Consigne -
Condensez sous forme de liste à puces le paragraphe de l'extrait fourni qui commence par « Montevideo, dans sa partie ancienne », en conservant ses faits principaux.

Extrait fourni -
──────

11- Montevideo, dans sa partie ancienne comme dans ses quartiers modernes, est anarchique. Des immeubles d’époques diverses et d’architectures plus diverses encore se pressent les uns contre les autres, sans autre projet d’urbanisme que celui de combler les vides. Jeter un coup d’œil circulaire sur les façades de la place de l’Indépendance (la grand’place) c’est feuilleter l’architecture des deux derniers siècles avec ses triomphes et ses bourdes. De ces voisinages hasardeux naissent plus d’étrangetés que de beautés. Sans compter le monstrueux Palacio Salvo qui est d’une rare bizarrerie. A l’ombre de ses arcades, les marchands de souvenirs vendent des peaux de vache.

──────

Extrait des données -

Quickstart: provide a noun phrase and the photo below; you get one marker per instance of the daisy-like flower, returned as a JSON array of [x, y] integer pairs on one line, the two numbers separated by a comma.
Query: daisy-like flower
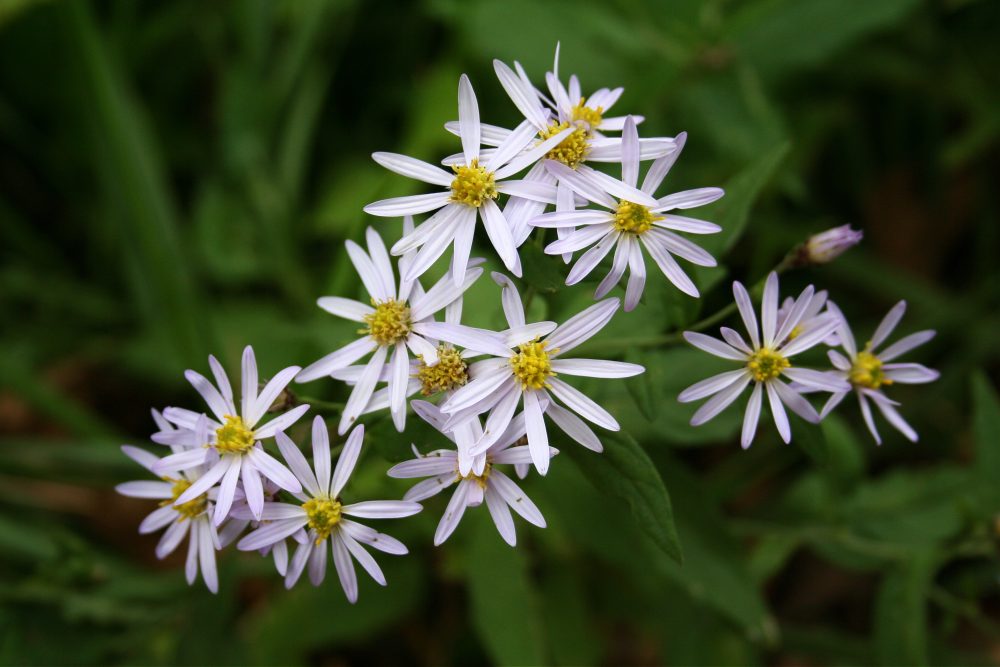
[[484, 481], [229, 445], [868, 371], [323, 516], [469, 193], [398, 320], [233, 528], [525, 371], [627, 225], [765, 363], [428, 377], [187, 519], [568, 110]]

──────

Travail réalisé -
- Montevideo est anarchique, dans sa partie ancienne comme dans ses quartiers modernes.
- Des immeubles d'époques et d'architectures très variées s'y serrent les uns contre les autres, sans autre projet d'urbanisme que de combler les vides.
- Les façades de la place de l'Indépendance résument l'architecture des deux derniers siècles, avec ses triomphes et ses bourdes.
- Ces voisinages hasardeux produisent plus d'étrangetés que de beautés.
- Le Palacio Salvo, monstrueux, est d'une rare bizarrerie. Sous ses arcades, des marchands de souvenirs vendent des peaux de vache.